Available records

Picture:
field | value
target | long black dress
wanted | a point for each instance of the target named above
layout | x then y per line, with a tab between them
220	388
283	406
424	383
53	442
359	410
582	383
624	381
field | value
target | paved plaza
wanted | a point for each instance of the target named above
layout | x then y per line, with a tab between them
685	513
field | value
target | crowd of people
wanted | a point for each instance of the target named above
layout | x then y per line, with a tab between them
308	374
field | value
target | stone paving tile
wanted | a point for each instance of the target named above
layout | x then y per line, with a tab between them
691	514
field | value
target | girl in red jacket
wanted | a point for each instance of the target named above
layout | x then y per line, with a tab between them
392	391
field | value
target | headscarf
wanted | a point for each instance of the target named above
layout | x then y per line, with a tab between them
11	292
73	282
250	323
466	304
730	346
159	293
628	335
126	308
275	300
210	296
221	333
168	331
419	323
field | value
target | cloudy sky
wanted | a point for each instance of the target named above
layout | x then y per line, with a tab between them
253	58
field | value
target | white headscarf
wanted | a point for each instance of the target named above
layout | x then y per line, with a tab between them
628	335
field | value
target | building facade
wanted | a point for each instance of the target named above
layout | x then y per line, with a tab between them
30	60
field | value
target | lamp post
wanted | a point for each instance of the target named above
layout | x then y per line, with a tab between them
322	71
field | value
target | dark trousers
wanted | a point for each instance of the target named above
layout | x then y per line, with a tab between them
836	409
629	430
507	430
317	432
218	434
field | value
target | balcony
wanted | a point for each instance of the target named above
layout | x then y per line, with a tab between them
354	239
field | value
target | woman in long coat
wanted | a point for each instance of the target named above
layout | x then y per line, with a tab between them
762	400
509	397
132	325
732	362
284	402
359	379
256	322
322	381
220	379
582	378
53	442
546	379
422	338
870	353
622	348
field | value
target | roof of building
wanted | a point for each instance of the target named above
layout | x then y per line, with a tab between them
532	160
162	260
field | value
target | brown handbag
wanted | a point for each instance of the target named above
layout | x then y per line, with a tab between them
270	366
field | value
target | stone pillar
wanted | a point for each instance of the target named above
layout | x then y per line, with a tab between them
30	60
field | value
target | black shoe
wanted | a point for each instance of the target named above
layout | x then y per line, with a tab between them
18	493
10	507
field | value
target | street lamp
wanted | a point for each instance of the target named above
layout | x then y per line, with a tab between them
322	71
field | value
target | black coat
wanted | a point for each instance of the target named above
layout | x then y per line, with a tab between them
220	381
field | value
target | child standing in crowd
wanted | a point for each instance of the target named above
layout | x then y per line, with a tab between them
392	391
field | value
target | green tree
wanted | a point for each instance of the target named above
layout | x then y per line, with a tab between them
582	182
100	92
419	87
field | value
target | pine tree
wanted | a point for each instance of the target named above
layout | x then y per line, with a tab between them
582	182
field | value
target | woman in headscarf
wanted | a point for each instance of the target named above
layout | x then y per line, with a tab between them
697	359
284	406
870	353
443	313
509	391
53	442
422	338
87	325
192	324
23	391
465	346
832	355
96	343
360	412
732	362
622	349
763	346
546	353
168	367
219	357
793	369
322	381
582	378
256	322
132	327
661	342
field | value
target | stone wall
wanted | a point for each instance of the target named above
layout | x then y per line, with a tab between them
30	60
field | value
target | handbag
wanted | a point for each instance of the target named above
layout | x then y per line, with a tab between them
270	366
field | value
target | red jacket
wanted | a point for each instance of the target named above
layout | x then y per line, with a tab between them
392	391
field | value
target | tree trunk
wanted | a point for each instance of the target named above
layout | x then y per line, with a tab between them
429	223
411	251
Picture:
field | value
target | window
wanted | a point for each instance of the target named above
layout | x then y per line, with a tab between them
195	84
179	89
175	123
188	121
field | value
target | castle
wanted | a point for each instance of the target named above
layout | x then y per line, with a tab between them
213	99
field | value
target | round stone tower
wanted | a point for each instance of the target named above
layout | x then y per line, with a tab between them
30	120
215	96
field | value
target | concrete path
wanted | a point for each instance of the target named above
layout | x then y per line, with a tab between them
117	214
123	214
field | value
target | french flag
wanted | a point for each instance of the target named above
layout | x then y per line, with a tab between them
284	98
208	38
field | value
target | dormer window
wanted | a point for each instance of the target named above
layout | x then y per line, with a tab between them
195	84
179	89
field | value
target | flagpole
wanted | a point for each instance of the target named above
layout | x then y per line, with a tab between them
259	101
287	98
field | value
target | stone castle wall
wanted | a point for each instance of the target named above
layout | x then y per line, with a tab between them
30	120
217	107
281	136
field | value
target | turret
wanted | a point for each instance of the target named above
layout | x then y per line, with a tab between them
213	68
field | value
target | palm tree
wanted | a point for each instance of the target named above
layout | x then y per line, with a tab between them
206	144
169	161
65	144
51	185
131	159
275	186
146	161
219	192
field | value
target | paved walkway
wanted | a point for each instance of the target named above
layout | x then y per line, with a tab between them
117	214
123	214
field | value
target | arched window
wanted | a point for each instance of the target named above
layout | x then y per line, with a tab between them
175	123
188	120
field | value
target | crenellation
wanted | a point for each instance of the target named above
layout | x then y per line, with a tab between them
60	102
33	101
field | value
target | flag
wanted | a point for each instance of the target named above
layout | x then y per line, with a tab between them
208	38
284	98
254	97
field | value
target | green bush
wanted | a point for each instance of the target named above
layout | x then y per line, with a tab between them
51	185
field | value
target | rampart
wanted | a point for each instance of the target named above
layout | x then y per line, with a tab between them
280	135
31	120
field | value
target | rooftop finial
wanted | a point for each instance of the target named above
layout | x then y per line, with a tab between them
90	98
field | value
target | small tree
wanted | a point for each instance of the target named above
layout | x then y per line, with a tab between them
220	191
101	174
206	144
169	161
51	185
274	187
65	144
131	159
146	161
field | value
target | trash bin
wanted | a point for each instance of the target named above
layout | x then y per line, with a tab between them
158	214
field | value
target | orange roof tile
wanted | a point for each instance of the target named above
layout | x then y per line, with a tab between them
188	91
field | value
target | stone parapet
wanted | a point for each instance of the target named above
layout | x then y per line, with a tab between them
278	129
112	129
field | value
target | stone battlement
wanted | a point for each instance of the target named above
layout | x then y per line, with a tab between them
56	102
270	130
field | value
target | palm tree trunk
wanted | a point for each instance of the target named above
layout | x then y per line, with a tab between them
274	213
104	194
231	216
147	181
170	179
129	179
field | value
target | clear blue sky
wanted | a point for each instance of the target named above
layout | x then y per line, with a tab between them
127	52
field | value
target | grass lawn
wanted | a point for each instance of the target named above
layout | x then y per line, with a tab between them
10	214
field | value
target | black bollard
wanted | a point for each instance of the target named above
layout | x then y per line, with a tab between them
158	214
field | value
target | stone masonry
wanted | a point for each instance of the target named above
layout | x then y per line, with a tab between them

What is being asked
Copy all of the data exactly.

Written solution
Picture:
field | value
target | long black dress
wanted | a point for each instance of the target named above
layout | x then y per line, with a tab between them
220	388
283	406
424	383
53	442
359	410
582	383
624	381
field | value
target | paved plaza
wanted | a point for each instance of the target named above
layout | x then y per line, with a tab between them
685	513
field | value
target | crowd of people
wanted | a point for each instance of the target named above
layout | x then y per line, with a tab between them
308	374
field | value
target | stone paving tile
wanted | a point for each instance of the target named above
layout | x then y per line, with a tab between them
691	514
field | value
target | girl in red jacket
wanted | a point for each instance of the target named above
layout | x then y per line, with a tab between them
392	391
field | value
target | headscarf
wanted | a point for each instance of the target named above
layout | x then y per line, with a tab between them
11	292
73	282
250	323
466	304
730	346
159	293
628	335
126	308
275	300
210	296
221	333
168	331
419	323
field | value
target | cloudy sky
wanted | a point for each instance of the target named above
layout | x then y per line, with a tab between them
253	58
field | value
target | white headscarf
wanted | a point for each instance of the target named above
layout | x then y per line, with a tab between them
628	335
field | value
target | building facade
wanted | a point for each instance of the target named above
layout | x then y per line, with a tab between them
30	60
field | value
target | lamp post
wanted | a point for each instance of the target named above
layout | x then y per line, with a tab between them
322	71
field | value
target | dark trousers
wanted | a point for each instance of the target named above
layout | x then y per line, with a tab between them
836	409
629	430
507	430
317	432
218	434
field | value
target | balcony
wanted | a point for each instance of the target named above
layout | x then y per line, with a tab between them
354	239
field | value
target | woman in long coat
wanted | a point for each instance of the target named above
layout | x then y per line, with a tab between them
762	400
509	397
132	325
732	362
284	402
359	379
256	322
322	381
220	379
582	378
53	442
546	379
422	338
870	353
622	348
field | value
target | roof of building
wanted | a point for each instance of the target named above
layout | x then y per line, with a tab between them
532	160
162	260
field | value
target | brown handbag
wanted | a point for each instance of the target named above
layout | x then y per line, with a tab between them
270	366
field | value
target | stone pillar
wanted | a point for each instance of the target named above
layout | x then y per line, with a tab between them
30	60
field | value
target | black shoe
wanted | a point for each instance of the target named above
layout | x then y per line, with a tab between them
18	493
10	507
field | value
target | street lamp
wanted | a point for each instance of the target named above
layout | x then y per line, with a tab between them
322	71
field | value
target | black coat
wanted | a point for each instance of the target named above
layout | x then y per line, with a tab between them
220	381
field | value
target | child standing in crowd
wanted | a point for each instance of the target named above
layout | x then y per line, with a tab between them
392	391
field | value
target | green tree
wanted | a point for each instance of the target named above
layout | x then y per line, with a tab between them
582	182
100	92
419	87
field | value
target | pine tree
wanted | a point for each instance of the target named above
layout | x then y per line, with a tab between them
582	182
field | value
target | woman in headscarf
wanted | a point for each instance of the target named above
layout | x then y per line, with a tab between them
697	359
284	406
870	353
443	313
509	391
53	442
422	338
87	325
192	324
23	391
465	346
832	355
96	343
360	412
732	362
622	349
763	346
546	353
168	367
219	357
793	369
322	381
582	378
256	322
132	327
661	342
field | value
target | stone wall
wanted | a point for each instance of the target named above
layout | x then y per line, with a tab between them
30	60
field | value
target | handbag
wanted | a point for each instance of the target named above
layout | x then y per line, with a tab between them
270	366
field | value
target | red jacket
wanted | a point for each instance of the target named above
layout | x then y per line, with a tab between them
392	391
field | value
target | tree trunk
wanted | a point for each instance of the target named above
layout | x then y per line, with a tab between them
429	223
411	251
Picture:
field | value
target | window
wanted | a point for each instance of the target named above
layout | x then y per line, with a tab between them
195	84
179	89
175	123
188	121
field | value
target | castle
wanted | a point for each instance of the target named above
layout | x then y per line, with a tab between them
213	99
field | value
target | round stone tower
wanted | a point for each instance of the target named above
layout | x then y per line, with a tab between them
30	120
215	96
field | value
target | concrete path
wanted | a point for each instance of the target named above
layout | x then y per line, with a tab between them
117	214
123	214
field | value
target | french flag
wanted | a point for each instance of the target named above
layout | x then y per line, with a tab between them
284	98
208	38
field | value
target | dormer window
wanted | a point for each instance of the target named above
layout | x then y per line, with a tab between them
195	84
179	89
field | value
target | flagpole
wanted | a point for each instance of the target named above
layout | x then y per line, with a tab between them
259	101
287	98
field | value
target | stone castle wall
wanted | a point for each instance of the target named above
layout | x then y per line, with a tab between them
30	120
217	107
281	136
field | value
target | turret
wanted | a point for each instance of the target named above
layout | x then y per line, with a tab between them
213	68
field | value
target | palm tree
wanted | a point for each instance of the target named above
layout | x then y per line, with a tab between them
206	144
169	161
65	144
51	185
131	159
275	186
146	161
219	192
field | value
target | paved walkway
wanted | a point for each instance of the target named above
layout | x then y per line, with a tab between them
117	214
123	214
field | value
target | arched window
wanted | a point for each instance of the target named above
layout | x then y per line, with a tab between them
175	123
188	120
field | value
target | crenellation
wanted | a point for each instance of the target named above
layout | x then y per line, with a tab between them
60	102
33	101
field | value
target | flag
wanted | a point for each instance of the target named above
layout | x then y per line, with a tab between them
208	38
284	98
254	97
field | value
target | green bush
wanted | a point for each instance of the target named above
layout | x then y per line, with a tab between them
51	185
field | value
target | rampart
wanted | a point for each instance of the target named above
layout | x then y per line, with a tab between them
280	135
31	120
field | value
target | rooftop finial
wanted | a point for each instance of the target named above
layout | x then y per line, with a tab between them
90	98
field | value
target | small tree
wanted | a point for each instance of the target named above
layout | x then y per line, with a tab between them
220	191
101	174
206	144
169	161
51	185
274	187
65	144
131	159
146	161
field | value
target | trash bin
wanted | a point for each instance of the target named above
layout | x then y per line, with a tab between them
158	214
field | value
target | orange roof tile
wanted | a point for each instance of the target named above
layout | x then y per line, with a tab between them
188	91
field | value
target | stone parapet
wanted | a point for each instance of the target named above
layout | x then y per line, with a tab between them
278	129
112	129
field | value
target | stone battlement
wanted | a point for each instance of the target named above
layout | x then y per line, with a tab between them
56	102
270	130
field | value
target | palm tree trunk
wanted | a point for each instance of the target named above
layout | x then y per line, with a tab between them
274	213
104	194
231	216
147	181
170	179
129	179
field | value
target | clear blue sky
wanted | a point for each instance of the target named above
layout | x then y per line, with a tab between them
127	52
field | value
target | grass lawn
wanted | a point for each instance of the target named above
layout | x then y per line, with a tab between them
10	214
field | value
target | black bollard
wanted | a point for each instance of the target named above
layout | x then y per line, with a tab between them
158	214
field | value
target | stone masonry
wanted | a point for each instance of the target named above
layout | x then y per line, with a tab between them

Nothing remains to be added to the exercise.